INPUT DATA Block Start
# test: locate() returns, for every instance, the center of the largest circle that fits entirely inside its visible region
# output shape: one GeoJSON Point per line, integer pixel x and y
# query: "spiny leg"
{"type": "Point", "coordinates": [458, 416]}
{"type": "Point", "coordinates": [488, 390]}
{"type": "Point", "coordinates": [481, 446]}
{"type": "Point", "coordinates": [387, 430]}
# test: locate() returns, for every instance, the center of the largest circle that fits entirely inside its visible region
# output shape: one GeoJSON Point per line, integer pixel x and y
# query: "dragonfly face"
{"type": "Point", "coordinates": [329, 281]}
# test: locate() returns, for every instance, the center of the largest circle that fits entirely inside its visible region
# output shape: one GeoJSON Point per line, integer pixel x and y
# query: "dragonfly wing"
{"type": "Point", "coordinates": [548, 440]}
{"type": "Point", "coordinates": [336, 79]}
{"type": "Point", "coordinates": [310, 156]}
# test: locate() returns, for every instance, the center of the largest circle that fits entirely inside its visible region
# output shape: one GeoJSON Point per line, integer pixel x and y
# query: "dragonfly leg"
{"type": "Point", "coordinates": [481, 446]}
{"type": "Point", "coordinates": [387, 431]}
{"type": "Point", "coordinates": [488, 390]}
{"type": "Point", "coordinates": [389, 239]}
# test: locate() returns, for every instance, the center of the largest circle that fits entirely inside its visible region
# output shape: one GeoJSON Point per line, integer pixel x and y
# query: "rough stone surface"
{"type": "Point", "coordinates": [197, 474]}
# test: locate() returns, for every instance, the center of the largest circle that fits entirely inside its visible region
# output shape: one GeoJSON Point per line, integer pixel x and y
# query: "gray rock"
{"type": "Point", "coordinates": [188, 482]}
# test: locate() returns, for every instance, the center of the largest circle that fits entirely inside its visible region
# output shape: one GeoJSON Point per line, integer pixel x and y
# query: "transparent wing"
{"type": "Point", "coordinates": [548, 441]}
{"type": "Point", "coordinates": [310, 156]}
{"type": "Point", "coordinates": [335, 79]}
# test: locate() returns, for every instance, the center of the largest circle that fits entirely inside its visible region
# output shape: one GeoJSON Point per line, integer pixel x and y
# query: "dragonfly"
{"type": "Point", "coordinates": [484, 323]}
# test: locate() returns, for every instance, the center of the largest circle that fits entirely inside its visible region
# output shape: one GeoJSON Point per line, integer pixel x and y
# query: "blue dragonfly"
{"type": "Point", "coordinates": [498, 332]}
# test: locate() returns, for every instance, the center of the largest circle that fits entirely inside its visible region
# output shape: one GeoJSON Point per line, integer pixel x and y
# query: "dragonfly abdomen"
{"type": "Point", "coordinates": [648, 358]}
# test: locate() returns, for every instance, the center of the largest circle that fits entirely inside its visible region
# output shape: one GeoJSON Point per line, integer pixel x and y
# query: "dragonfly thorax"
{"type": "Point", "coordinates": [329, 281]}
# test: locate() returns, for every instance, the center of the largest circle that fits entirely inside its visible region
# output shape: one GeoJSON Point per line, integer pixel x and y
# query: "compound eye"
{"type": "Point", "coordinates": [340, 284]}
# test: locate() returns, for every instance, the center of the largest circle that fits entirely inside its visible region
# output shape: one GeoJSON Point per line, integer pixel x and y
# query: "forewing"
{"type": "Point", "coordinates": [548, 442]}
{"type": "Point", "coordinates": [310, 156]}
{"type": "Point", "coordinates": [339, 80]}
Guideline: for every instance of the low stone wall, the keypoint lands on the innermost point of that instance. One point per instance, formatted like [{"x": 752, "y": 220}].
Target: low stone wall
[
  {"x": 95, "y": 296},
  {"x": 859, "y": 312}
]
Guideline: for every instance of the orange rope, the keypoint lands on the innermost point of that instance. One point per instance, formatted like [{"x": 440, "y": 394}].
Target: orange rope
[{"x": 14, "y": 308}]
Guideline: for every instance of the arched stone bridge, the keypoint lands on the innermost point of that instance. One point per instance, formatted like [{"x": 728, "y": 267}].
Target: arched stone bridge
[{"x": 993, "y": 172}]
INPUT DATA Block End
ACTIVITY | Each record is to be repeated exactly.

EXPECTED ANSWER |
# test: locate() returns, for every instance, the center of the largest circle that fits entirely inside its visible region
# output shape: one GeoJSON Point per line, integer pixel x and y
# query: "spiny leg"
{"type": "Point", "coordinates": [458, 416]}
{"type": "Point", "coordinates": [488, 390]}
{"type": "Point", "coordinates": [481, 446]}
{"type": "Point", "coordinates": [387, 430]}
# test: locate() returns, for every instance, the center of the largest circle that fits entirely inside its visible region
# output shape: one GeoJSON Point per line, integer pixel x and y
# query: "dragonfly face"
{"type": "Point", "coordinates": [329, 281]}
# test: locate() returns, for every instance, the center of the largest circle that fits entirely inside its visible region
# output shape: one GeoJSON Point per line, integer pixel x and y
# query: "dragonfly wing"
{"type": "Point", "coordinates": [548, 440]}
{"type": "Point", "coordinates": [336, 79]}
{"type": "Point", "coordinates": [310, 156]}
# test: locate() returns, for every instance, the center of the largest circle that fits entirely inside its visible region
# output shape: one GeoJSON Point per line, integer pixel x and y
# query: "dragonfly leg"
{"type": "Point", "coordinates": [481, 446]}
{"type": "Point", "coordinates": [387, 431]}
{"type": "Point", "coordinates": [488, 390]}
{"type": "Point", "coordinates": [389, 239]}
# test: locate() returns, for every instance, the center of the largest circle that fits entirely inside its visible region
# output shape: one GeoJSON Point per line, integer pixel x and y
# query: "rough stone surface"
{"type": "Point", "coordinates": [197, 474]}
# test: locate() returns, for every instance, the center of the largest circle that fits entirely inside its visible region
# output shape: one GeoJSON Point per line, integer pixel x and y
# query: "gray rock"
{"type": "Point", "coordinates": [188, 482]}
# test: locate() returns, for every instance, the center of the largest circle that fits entirely inside its visible region
# output shape: one GeoJSON Point per line, integer pixel x and y
# query: "transparent wing"
{"type": "Point", "coordinates": [548, 441]}
{"type": "Point", "coordinates": [310, 156]}
{"type": "Point", "coordinates": [335, 79]}
# test: locate() returns, for every instance, the center of the largest circle that fits entirely inside its visible region
# output shape: one GeoJSON Point per line, integer pixel x and y
# query: "dragonfly"
{"type": "Point", "coordinates": [484, 323]}
# test: locate() returns, for every instance, the center of the largest circle that fits entirely inside its visible region
# output shape: one GeoJSON Point per line, integer pixel x and y
# query: "blue dragonfly"
{"type": "Point", "coordinates": [498, 332]}
# test: locate() returns, for every instance, the center of the largest circle that fits entirely inside its visible region
# output shape: one GeoJSON Point per line, integer pixel x and y
# query: "dragonfly abdomen"
{"type": "Point", "coordinates": [648, 358]}
# test: locate() returns, for every instance, the center of the largest circle that fits entirely inside its visible region
# output shape: one GeoJSON Point per line, integer pixel x and y
# query: "dragonfly thorax"
{"type": "Point", "coordinates": [329, 281]}
# test: locate() returns, for every instance, the center of the largest circle that fits entirely inside its visible region
# output shape: one GeoJSON Point per line, integer pixel x and y
# query: "compound eye"
{"type": "Point", "coordinates": [340, 284]}
# test: locate() returns, for every instance, the center of the largest circle that fits entirely inside its visible region
# output shape: one GeoJSON Point per line, integer pixel x and y
# query: "forewing"
{"type": "Point", "coordinates": [548, 442]}
{"type": "Point", "coordinates": [310, 156]}
{"type": "Point", "coordinates": [339, 80]}
Guideline: for every instance of the low stone wall, the keypoint lands on the innermost point of that instance. One point per instance, formatted like [{"x": 752, "y": 220}].
Target: low stone wall
[
  {"x": 95, "y": 296},
  {"x": 859, "y": 312}
]
Guideline: for every instance of the orange rope, the keypoint lands on the innermost point of that instance. One point per instance, formatted like [{"x": 440, "y": 394}].
Target: orange rope
[{"x": 14, "y": 308}]
Guideline: for every instance of the arched stone bridge, the keypoint lands on the innermost point of that instance. One point per instance, formatted like [{"x": 728, "y": 267}].
Target: arched stone bridge
[{"x": 993, "y": 172}]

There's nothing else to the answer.